Updated on March 6, 2012

The attorney is not a lawyer.

While people use the terms interchangeably, even attorneys, they're two very different things.

The formal term for a lawyer is a counselor in law. We live in the law, and understand it well enough to counsel others about it.

The formal term for an attorney is an attorney at law. Attorneys live outside the law, and because of this they stand at law rather than in law. They claim to practice law professionally, though how they can do it from a chosen position outside the law is beyond me.The more traditional term for someone who is outside the law is an outlaw. I wonder how well attorneys would do if they put that on their business cards.

The word attorney comes from the Old French word "atourner", which means to transfer property from one party to another. More specifically, it historically refers to someone who acquaints a tenant to a new landlord. Amusingly, it has a nominal tertiary meaning from Greek which means "to twist".

Attorneys receive the British title of nobility "Esquire". The Esquire was the person who carried his knight's shield for him. As you'll find, this is the function attorneys have today as well. In the States, we threw out British rule over two hundred years ago. It crept right back in using legal doubletalk, systematically applied by attorneys in conjunction with legislators.

You don't have the right to an attorney.

When an officer reads you the Miranda Rights, he tells you that you have the right to an attorney. Not so! You have the right to counsel, but as we've seen attorneys are not counselors. (I'd have to check, but I don't know of anything that guarantees you the right to be lied to about the law by an outlaw.) Your right to a lawyer is typically denied because a) you're misled into thinking you have the right to an attorney, and b) because over the course of the past two hundred years attorneys have befuddled the citizenry about what a lawyer is, and so there are almost no true lawyers left these days.

The attorney's duty is to the court.

"His first duty is to the court, not to the client, and wherever the duties he owes to the client conflict with the duties he owes to the court, as an officer of the court in the administration of justice, the former must yield to the latter". Corpus Juris Secundum, Attorney & Client, Sec. 4, pg 802.

His first duty then is as an officer of the court. His second duty is to the public, meaning the status quo adopted by fifty percent of the citizens. Only after those two duties are satisfied does his duty to you ever come into play. So when you go to court you have two agents of the court haggling back and forth over the case in legalese, in front of a judge (or more properly, magistrate) that is an attorney who has outgrown the larval stage, and the point is the convenience of the magistrate. Part of that convenience is to convince you that justice is being done, that you have received a fair trial. But when this doesn't happen, often it's only the attorneys and magistrate who are educated enough to know it.  (That being the case, we have a distinctly admirable number of honest judges left in the U.S..  What other profession does so well purely on the honor system?)

When the attorney represents you, the court considers you mentally incompetent.

Parts of the exercise:
1. From the piece on attorneys and lawyers, return the passage starting with "The attorney is" and going on through "others about it.".
2. According to the piece on attorneys and lawyers, which Old French word does "attorney" come from?
3. Continue the piece on attorneys and lawyers from where it stops.
The listing comes from a separate source.

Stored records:

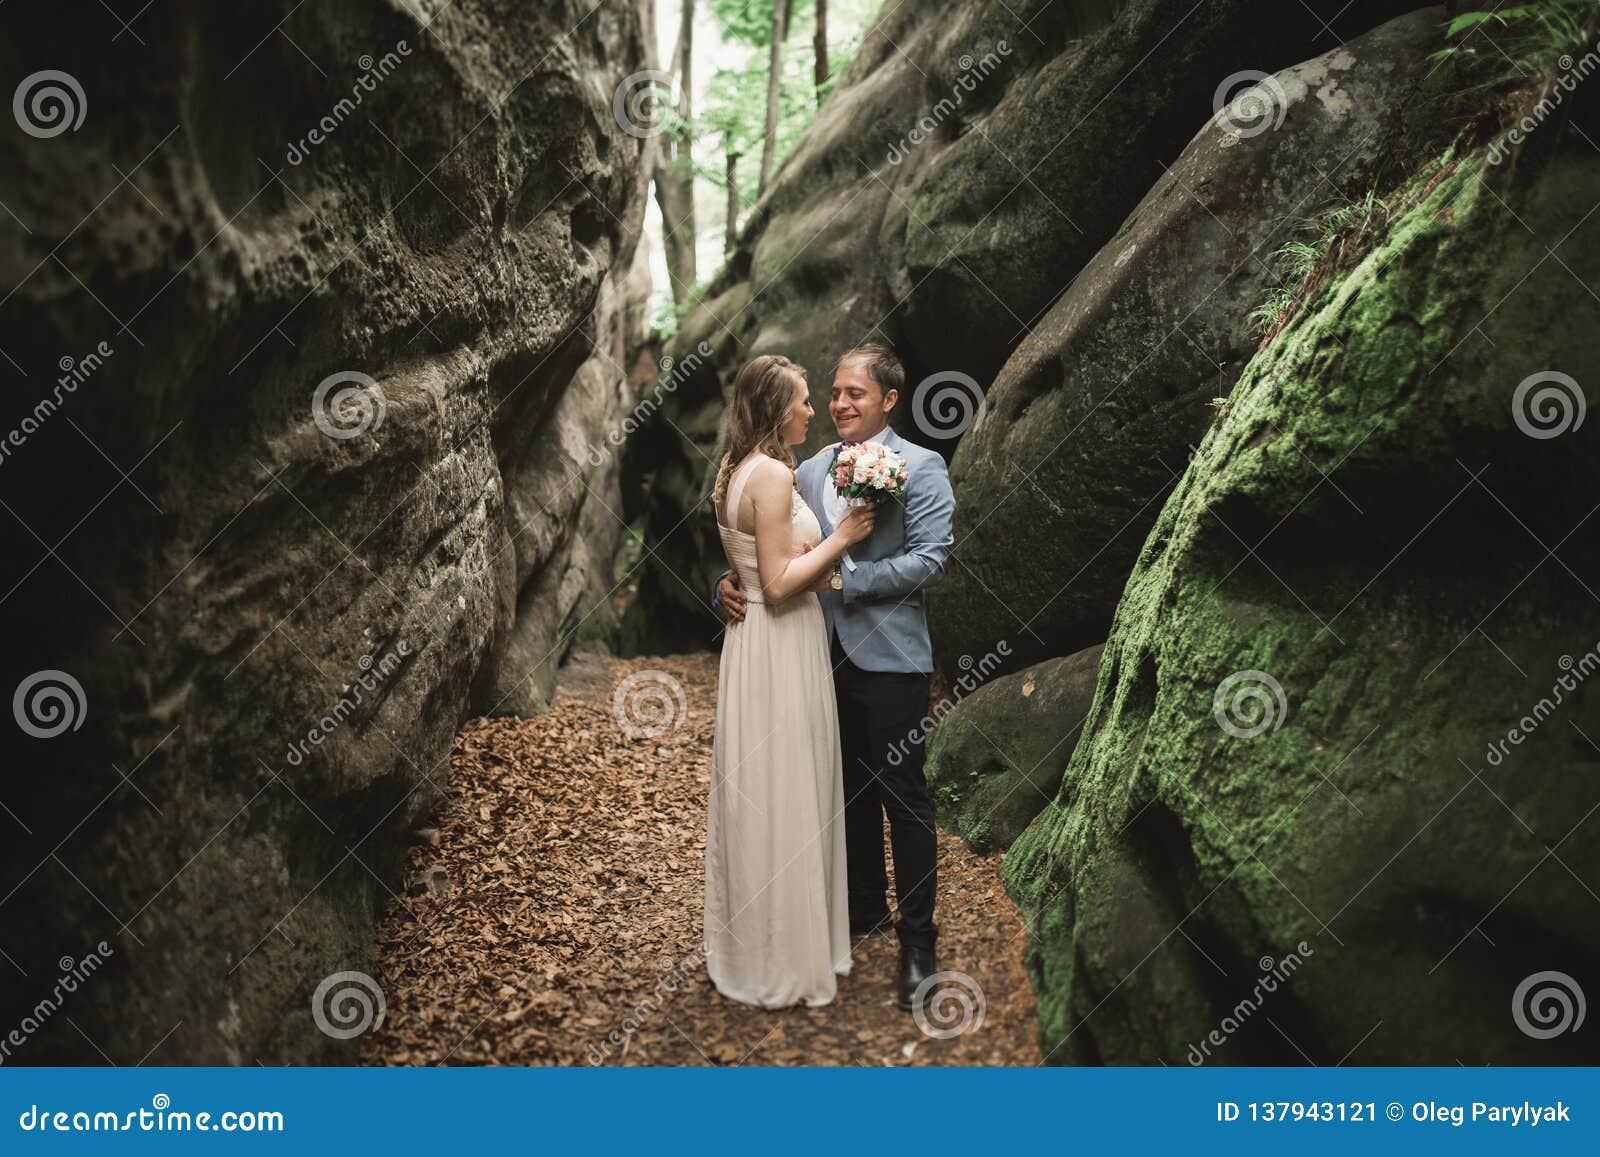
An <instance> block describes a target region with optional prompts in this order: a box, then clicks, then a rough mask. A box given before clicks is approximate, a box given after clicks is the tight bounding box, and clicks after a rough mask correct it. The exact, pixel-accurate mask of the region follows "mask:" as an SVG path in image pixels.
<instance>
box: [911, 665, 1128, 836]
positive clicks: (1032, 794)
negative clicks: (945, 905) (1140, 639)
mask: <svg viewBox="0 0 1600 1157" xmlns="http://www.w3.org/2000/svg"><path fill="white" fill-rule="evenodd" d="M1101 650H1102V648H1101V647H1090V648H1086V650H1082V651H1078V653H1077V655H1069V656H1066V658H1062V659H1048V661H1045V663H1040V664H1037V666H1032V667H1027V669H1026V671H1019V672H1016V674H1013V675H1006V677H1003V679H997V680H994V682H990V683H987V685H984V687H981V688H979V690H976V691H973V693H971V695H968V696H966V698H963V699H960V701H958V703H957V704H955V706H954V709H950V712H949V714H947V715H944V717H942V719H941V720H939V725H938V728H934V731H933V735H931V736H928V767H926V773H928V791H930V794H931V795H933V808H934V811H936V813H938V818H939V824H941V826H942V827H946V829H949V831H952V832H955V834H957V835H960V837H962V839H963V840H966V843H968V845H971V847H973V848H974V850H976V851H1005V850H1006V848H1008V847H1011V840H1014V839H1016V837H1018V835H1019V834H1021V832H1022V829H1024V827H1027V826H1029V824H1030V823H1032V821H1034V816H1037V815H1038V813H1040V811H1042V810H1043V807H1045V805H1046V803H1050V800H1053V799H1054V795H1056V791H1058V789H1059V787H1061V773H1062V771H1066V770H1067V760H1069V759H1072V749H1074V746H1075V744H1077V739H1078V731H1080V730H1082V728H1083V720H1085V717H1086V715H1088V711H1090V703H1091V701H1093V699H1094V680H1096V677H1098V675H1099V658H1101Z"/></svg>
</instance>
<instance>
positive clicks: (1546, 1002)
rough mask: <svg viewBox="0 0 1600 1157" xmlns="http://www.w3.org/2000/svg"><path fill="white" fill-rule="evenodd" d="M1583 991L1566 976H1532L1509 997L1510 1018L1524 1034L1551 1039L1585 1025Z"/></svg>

Answers:
1.
The attorney is not a lawyer.

While people use the terms interchangeably, even attorneys, they're two very different things.

The formal term for a lawyer is a counselor in law. We live in the law, and understand it well enough to counsel others about it.

2. "Atourner," which means to transfer property from one party to another.

3.
CLIENT. A client is one who applies to a lawyer or counselor for advice and direction in a question of law, or commits his cause to his management in presenting a claim or defending against a suit in a court of justice; one who retains the attorney, is responsible to him for his fees, and to whom the attorney is responsible for the management of the suit; one who communicates facts to an attorney expecting professional advice. Clients are also called “wards of the court” in gard to their relationship with their attorneys. Corpus Juris Secundum, 1980, Section 4.

There is an old maxim, or truism, of law which states, "Ignorance of the law is no excuse." That is because under the American common law, you were free to do anything you liked so long as you didn't harm anyone else's life, liberty, or property, and so long as you abided by any contracts you chose to make. Obviously anyone who couldn't grasp that very simple premise was a mental invalid.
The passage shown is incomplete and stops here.